[Coordinate annotation entries]
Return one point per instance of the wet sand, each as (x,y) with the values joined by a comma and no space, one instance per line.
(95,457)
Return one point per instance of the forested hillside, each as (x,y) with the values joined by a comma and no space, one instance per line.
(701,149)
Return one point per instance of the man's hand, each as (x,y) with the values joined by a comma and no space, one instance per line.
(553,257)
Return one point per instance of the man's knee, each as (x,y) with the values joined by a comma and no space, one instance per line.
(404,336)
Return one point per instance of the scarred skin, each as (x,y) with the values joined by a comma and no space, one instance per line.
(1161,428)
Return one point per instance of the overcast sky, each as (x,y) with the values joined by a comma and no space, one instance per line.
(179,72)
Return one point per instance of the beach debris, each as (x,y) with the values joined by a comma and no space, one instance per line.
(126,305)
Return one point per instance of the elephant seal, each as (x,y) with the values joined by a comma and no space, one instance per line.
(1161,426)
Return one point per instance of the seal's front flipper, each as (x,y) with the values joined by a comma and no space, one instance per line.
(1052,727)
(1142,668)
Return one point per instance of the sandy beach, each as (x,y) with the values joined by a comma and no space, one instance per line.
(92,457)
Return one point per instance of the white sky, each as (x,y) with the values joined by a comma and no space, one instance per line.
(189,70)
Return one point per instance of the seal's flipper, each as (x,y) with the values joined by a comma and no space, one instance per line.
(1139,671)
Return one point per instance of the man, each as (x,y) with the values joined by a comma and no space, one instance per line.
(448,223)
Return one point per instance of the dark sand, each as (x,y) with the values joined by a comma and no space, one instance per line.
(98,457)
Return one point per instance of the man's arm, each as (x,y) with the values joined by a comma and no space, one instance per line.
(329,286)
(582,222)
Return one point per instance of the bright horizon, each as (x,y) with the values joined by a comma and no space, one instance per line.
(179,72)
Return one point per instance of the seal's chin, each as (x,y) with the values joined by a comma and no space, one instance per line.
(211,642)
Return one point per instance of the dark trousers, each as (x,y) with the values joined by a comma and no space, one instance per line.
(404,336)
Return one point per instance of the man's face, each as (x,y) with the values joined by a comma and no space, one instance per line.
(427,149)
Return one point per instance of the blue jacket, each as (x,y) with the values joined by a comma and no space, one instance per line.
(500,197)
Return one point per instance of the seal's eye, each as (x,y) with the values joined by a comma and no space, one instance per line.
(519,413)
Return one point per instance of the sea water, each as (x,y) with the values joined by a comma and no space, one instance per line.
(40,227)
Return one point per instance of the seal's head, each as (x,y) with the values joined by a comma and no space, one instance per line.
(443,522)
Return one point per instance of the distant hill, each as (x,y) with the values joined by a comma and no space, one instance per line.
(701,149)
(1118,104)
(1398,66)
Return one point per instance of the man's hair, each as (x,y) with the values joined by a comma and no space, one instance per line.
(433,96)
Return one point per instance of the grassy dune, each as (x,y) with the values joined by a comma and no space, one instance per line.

**Set problem**
Copy out verbatim every line from the one containing "Return one point per instance of the distant" through the final line of the entries, inclusive, and reproduce nothing else.

**Exercise result**
Return one point per instance of the distant hill, each as (x,y) with the values joined by a comma and no space, one instance per line.
(701,149)
(1118,104)
(1398,66)
Return one point per instance of the man's hair, each as (x,y) with the values joined by a comma and no space, one instance per line.
(433,96)
Return one point per instance of the grassy dune, each as (x,y) with the values joined by a comma and no space, one instance per line.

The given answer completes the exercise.